_Region pointing data_.

>>>

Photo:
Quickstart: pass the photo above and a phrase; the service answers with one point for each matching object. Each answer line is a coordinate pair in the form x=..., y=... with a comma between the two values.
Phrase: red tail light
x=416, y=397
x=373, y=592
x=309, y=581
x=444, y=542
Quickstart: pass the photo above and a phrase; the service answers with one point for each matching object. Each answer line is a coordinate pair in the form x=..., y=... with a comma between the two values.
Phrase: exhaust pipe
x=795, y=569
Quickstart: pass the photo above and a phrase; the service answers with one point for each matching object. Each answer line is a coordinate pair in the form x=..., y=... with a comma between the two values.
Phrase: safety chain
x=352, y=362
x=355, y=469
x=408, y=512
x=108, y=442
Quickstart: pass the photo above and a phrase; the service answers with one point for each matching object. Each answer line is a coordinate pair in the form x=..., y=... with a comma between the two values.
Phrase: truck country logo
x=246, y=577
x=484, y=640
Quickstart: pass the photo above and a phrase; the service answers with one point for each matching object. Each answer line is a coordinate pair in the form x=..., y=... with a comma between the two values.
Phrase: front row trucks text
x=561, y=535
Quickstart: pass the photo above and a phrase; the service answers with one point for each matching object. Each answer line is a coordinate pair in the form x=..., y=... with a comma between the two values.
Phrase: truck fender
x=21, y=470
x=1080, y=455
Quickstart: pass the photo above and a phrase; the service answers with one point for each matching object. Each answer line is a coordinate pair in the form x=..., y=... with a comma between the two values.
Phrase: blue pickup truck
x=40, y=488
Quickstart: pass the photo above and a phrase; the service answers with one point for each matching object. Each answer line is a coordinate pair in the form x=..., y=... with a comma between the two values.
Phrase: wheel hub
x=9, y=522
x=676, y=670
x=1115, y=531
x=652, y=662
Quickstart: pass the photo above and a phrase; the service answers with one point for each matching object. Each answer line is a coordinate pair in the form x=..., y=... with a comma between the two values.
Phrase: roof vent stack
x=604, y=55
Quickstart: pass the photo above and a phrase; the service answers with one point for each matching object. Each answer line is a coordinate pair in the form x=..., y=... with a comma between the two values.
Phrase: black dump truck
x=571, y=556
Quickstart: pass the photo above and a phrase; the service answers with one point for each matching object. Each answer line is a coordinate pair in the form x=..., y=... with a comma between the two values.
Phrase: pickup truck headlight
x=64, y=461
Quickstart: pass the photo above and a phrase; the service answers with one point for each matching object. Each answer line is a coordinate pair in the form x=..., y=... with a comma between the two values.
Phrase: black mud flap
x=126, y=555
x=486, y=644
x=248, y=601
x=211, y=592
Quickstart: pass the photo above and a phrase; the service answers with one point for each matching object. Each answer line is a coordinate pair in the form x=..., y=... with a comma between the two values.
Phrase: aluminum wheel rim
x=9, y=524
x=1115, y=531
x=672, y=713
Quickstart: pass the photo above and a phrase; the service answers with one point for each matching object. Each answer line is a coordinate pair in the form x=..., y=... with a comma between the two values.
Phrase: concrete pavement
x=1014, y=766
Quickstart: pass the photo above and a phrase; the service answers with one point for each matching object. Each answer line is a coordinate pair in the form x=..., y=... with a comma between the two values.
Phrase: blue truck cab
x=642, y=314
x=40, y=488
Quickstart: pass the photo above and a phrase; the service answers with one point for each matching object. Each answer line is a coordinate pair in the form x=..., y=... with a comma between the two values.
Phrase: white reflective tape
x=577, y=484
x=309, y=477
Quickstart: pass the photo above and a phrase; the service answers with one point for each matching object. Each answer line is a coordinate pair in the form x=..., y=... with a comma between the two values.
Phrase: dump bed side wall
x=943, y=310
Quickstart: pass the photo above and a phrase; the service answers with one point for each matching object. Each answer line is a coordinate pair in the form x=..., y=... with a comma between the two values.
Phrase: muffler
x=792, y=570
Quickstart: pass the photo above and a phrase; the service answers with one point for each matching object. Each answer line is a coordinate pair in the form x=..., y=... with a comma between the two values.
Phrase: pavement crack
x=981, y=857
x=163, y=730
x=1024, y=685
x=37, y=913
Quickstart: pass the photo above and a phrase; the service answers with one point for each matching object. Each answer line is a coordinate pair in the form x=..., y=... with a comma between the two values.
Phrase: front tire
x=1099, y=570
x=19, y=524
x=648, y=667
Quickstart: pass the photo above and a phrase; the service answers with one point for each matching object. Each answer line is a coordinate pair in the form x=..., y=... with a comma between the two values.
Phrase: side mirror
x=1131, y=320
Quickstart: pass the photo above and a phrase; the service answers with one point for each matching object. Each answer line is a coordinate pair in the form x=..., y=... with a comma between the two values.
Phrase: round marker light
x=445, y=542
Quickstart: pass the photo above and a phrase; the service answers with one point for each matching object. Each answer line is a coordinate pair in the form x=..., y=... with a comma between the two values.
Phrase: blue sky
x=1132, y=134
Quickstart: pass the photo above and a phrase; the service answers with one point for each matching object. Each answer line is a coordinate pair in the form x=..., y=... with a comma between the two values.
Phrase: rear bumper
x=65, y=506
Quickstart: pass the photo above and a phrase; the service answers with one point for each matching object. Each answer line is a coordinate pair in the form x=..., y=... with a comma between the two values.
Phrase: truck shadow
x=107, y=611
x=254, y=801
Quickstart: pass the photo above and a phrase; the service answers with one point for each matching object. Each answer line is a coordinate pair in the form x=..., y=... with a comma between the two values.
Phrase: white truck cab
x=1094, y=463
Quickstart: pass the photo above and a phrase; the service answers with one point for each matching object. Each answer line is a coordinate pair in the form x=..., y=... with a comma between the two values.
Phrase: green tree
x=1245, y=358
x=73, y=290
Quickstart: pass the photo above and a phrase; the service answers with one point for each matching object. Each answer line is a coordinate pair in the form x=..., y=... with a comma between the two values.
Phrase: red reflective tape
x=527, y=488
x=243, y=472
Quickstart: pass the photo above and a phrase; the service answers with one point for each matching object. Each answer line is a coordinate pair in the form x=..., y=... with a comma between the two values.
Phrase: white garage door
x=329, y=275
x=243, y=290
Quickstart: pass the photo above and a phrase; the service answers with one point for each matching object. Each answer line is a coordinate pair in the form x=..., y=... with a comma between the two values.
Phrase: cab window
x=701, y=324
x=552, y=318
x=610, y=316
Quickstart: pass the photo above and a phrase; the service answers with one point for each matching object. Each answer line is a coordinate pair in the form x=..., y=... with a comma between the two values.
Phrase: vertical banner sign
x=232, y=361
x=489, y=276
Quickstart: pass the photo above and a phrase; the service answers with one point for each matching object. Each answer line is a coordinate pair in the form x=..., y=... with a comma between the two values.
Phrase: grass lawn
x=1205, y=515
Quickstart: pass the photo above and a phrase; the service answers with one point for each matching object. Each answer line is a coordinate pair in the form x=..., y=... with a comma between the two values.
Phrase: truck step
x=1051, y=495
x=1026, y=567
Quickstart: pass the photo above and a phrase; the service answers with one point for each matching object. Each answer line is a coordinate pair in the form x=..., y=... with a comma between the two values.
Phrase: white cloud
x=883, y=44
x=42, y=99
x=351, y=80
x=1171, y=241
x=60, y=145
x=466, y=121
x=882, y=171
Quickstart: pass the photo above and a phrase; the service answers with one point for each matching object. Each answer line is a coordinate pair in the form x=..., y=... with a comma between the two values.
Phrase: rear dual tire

<<<

_Aim of the task_.
Each entry above needs to be output exactly.

_Solution_.
Photo:
Quickstart: pass the photo above and a phrase; the service answers with one point for each matching object. Each answer line is a coordinate pair in the form x=..., y=... with a comma between the two values.
Phrase: red tail light
x=416, y=397
x=373, y=592
x=309, y=581
x=444, y=542
Quickstart: pass the photo above and a phrase; the service answers with one point for each matching object. Each answer line is a coordinate pair in the form x=..., y=... with a comma between the two values.
Phrase: exhaust pipe
x=795, y=569
Quickstart: pass the photo above and a phrase; the service answers with one point for each matching object. Each answer line is a coordinate pair in the form x=..., y=... with a comma between the two values.
Phrase: safety chain
x=352, y=362
x=355, y=469
x=408, y=512
x=108, y=442
Quickstart: pass the photo above and a phrase; the service answers with one point for each matching object. Each answer line is a coordinate pair in the form x=..., y=... with a comma between the two values.
Phrase: truck country logo
x=246, y=577
x=484, y=640
Quickstart: pass the photo above and a phrase; the service answers with one point for each matching object. Each answer line is a coordinate pair in the form x=..., y=... with a comma between the two values.
Phrase: front row trucks text
x=561, y=535
Quickstart: pass the photo above and a phrase; the service answers with one point for each matching object. Each answer line is a coordinate pair in the form x=..., y=... with a comma between the two values.
Phrase: truck fender
x=21, y=470
x=1080, y=455
Quickstart: pass the photo above and a phrase; the service answers with one point for each matching object. Each answer line is a coordinate pair in the form x=..., y=... with a comma between the two values.
Phrase: blue pickup truck
x=40, y=488
Quickstart: pass the photo above and a phrase; the service answers with one point for each matching object. Each answer line is a coordinate pair in the form x=..., y=... with a comma between the two values.
Phrase: wheel hub
x=9, y=522
x=676, y=670
x=1115, y=531
x=652, y=662
Quickstart: pass the photo above and a phrase; the service answers with one point for each matching object. Each answer line is a coordinate pair in the form x=..., y=... with a comma between the two values.
Phrase: roof vent stack
x=604, y=55
Quickstart: pass the photo above and a phrase; the service answers with one point for each matching object. Each answer line is a coordinate pair in the form x=..., y=... with a comma between the two values.
Phrase: black dump truck
x=571, y=556
Quickstart: pass the photo above and a phrase; the service answers with one point for each matching object. Each answer line is a coordinate pair in the form x=..., y=... with a comma between the two values.
Phrase: pickup truck headlight
x=64, y=461
Quickstart: pass the photo above and a phrase; the service answers with one point for each matching object. Each answer line is a coordinate pair in the form x=..., y=... with a comma between the two values.
Phrase: black mud flap
x=126, y=555
x=486, y=644
x=248, y=601
x=211, y=592
Quickstart: pass the photo above and a phrase; the service answers with one point for each matching object. Each answer line is a coordinate pair in the form x=..., y=... with a comma between the two values.
Phrase: aluminum wheel rim
x=9, y=524
x=1115, y=531
x=672, y=713
Quickstart: pass the photo above and a phrase; the service answers with one point for each matching object. Each answer line is a coordinate pair in the form x=..., y=... with a comma between the two values.
Phrase: concrete pavement
x=1014, y=766
Quickstart: pass the photo above and a phrase; the service answers with one point for each matching object. Each answer line is a coordinate pair in the form x=..., y=... with a comma between the two values.
Phrase: blue truck cab
x=642, y=314
x=40, y=488
Quickstart: pass the photo above and a phrase; the service answers with one point for each matching object. Each answer line is a coordinate pair in the form x=..., y=... with a comma between the two values.
Phrase: white reflective tape
x=577, y=484
x=309, y=477
Quickstart: pass the photo above and a phrase; the service answers with one point for each matching object. Each answer line is a coordinate pair in the form x=..., y=... with a comma between the two values.
Phrase: dump bed side wall
x=943, y=310
Quickstart: pass the photo above and a phrase; the service answers with one point for each matching object. Each answer line is a coordinate pair in the form x=..., y=... with a comma between the two values.
Phrase: muffler
x=792, y=570
Quickstart: pass the photo above and a phrase; the service answers with one point for each matching object. Each answer line is a coordinate pair in the form x=..., y=... with a comma between the two values.
Phrase: pavement crack
x=981, y=857
x=163, y=730
x=1024, y=685
x=37, y=913
Quickstart: pass the photo above and a phrase; the service answers with one point for each matching object. Each answer line is a coordinate pair in the form x=..., y=... with a comma between the two values.
Phrase: front tire
x=1099, y=570
x=19, y=524
x=648, y=667
Quickstart: pass the photo above and a phrase; the service answers with one point for each matching object. Each answer line is a coordinate pair in the form x=..., y=... with a comma between the two values.
Phrase: side mirror
x=1131, y=320
Quickstart: pass the photo above and a phrase; the service answers with one point for each matching object. Each answer line is a coordinate pair in the form x=..., y=... with a comma between the two values.
Phrase: round marker light
x=445, y=542
Quickstart: pass the photo above and a phrase; the service answers with one point for each matching object. Each answer line is a coordinate pair in the form x=..., y=... with a comma between the two values.
Phrase: blue sky
x=1132, y=134
Quickstart: pass the photo above and a phrase; the service answers with one point for each matching object. Each answer line is a coordinate pair in the form x=..., y=... with a comma between the two values.
Phrase: rear bumper
x=65, y=506
Quickstart: pass the photo above and a phrase; the service answers with one point for each matching object. Each answer line is a coordinate pair in the form x=..., y=... with a comma between the two values.
Phrase: truck shadow
x=107, y=611
x=254, y=801
Quickstart: pass the photo above and a phrase; the service answers with one point for each matching object. Each answer line is a coordinate pair in the form x=..., y=... with a comma between the two values.
Phrase: white truck cab
x=1094, y=463
Quickstart: pass the photo above and a phrase; the service answers with one point for each matching object. Each answer line is a coordinate pair in the form x=..., y=... with a comma between the two values.
Phrase: green tree
x=1245, y=358
x=73, y=290
Quickstart: pass the photo above and a phrase; the service answers with one point for each matching object. Each answer line is a coordinate pair in the form x=..., y=... with a comma between the two values.
Phrase: red reflective tape
x=527, y=488
x=243, y=472
Quickstart: pass the photo above and a phrase; the service answers with one point for each matching object. Each answer line is a coordinate pair in the form x=..., y=... with a comma between the two values.
Phrase: white garage door
x=329, y=275
x=243, y=290
Quickstart: pass the photo above and a phrase; the service answers with one point for each matching object. Each answer line is a coordinate pair in the form x=..., y=... with a comma between the two values.
Phrase: cab window
x=701, y=324
x=552, y=318
x=610, y=316
Quickstart: pass the photo above and a phrase; the service answers with one point for each matching object. Each answer line is a coordinate pair in the form x=..., y=... with a comma between the two values.
Phrase: vertical banner sign
x=232, y=361
x=489, y=276
Quickstart: pass the photo above and a phrase; the service answers with one point for each matching object. Each answer line is a coordinate pair in the form x=..., y=... with a comma between the two values.
Phrase: grass lawn
x=1205, y=515
Quickstart: pass the photo above and a phrase; the service answers with one point for each matching object. Each answer line is a coordinate pair in the form x=..., y=... with a comma between the two values.
Phrase: truck step
x=1051, y=495
x=1026, y=567
Quickstart: pass the photo above and a phrase; the service answers with one point for each matching object. Each answer line is a coordinate pair in the form x=..., y=... with a comma between the two values.
Phrase: white cloud
x=883, y=44
x=42, y=99
x=351, y=80
x=1171, y=241
x=60, y=145
x=466, y=121
x=882, y=171
Quickstart: pass the photo above and a phrase; the service answers with one point for each matching object. Each answer line is a coordinate pair in the form x=..., y=... with a comma between the two values.
Phrase: rear dual tire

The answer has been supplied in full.